Selected text:
Segment Open

Working as part of the RAF Regiment's Non-Kinetic Effects Team, Kandahar-based Sergeant Vince Forde is helping build relationships between ISAF forces and the local population by ensuring Afghan youngsters in remote villages in Kandahar province can learn in safety.
The team has already helped rebuild one school and is currently working on another - as well as organising a number of other medical and community-based projects.
Sergeant Forde said:
"We've completed refurbishment of one school and started on another.
"Our completed school has two classrooms, an office/library and a caretaker's house. We dug a well for fresh water, built latrines and installed heating stoves.
"We've built a protective boundary wall and sturdy gates, so children can play in security and confidence. And it's a sign of changing times that boys and girls are being educated together there - and clearly enjoying their learning."
Funds for the project have come from a $37,500 ISAF grant to strengthen rural communities caught up in the conflict.
The schools building programme is just one element of the coalition drive to help normalise communities shattered by the Taliban insurgency.

Segment Closed

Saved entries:
Segment Open

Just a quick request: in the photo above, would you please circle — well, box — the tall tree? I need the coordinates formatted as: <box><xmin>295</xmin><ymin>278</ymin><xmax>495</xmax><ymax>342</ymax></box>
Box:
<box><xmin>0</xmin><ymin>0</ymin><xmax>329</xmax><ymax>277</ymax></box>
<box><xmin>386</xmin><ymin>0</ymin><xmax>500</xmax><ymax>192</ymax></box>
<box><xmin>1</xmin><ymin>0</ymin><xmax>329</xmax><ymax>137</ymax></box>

Segment Closed

How to complete this task: Continue the text about the RAF Regiment team rebuilding schools in Kandahar province, starting after its last sentence.

Final answer:
Offering adult men in such communities, who could be targeted as Taliban recruits, an opportunity to better themselves by giving them paid work and a personal stake in the future of their villages is crucial to bringing peace and security to rural areas in Taliban heartlands.
Sergeant Forde said:
"Typically, we'll hold a 'shura' [consultation] with village elders to identify the projects that might be of benefit to them, then work with local contractors to make it happen.
"But in order to secure the contract, that contractor must be seen to employ an agreed number of local men who are of fighting age.
"We provide material aid while also generating paid, gainful employment to those who might otherwise have had nothing better to do than fight against us."
Key to the project's success is using a 'bottom-up' approach to what US Military Commander General Stanley McChrystal calls targeted material aid.
Sergeant Forde explained:
"The 'top-down' approach has its place, but involving NGOs [non-governmental organisations] and others takes time and complicates both funding and delivery.
"What we do is get in and make an immediate difference as a springboard to help the local population help themselves."
Other projects underway include providing clean water supplies in areas where wells have been destroyed.
So far 165 wells in 23 villages have been repaired in the ten months that the project has been running.
Setting up community health projects is also improving life for the local population as Sergeant Forde explained:
"Villagers nominate people they wish to send on our 15-day first aid course and on completion of the course each participant receives a bicycle to help them carry out their duties.
"The project is obviously popular, with 80 community health workers trained to date."
This article is taken from the 20 January 2010 edition of RAF News - Voice of The Royal Air Force.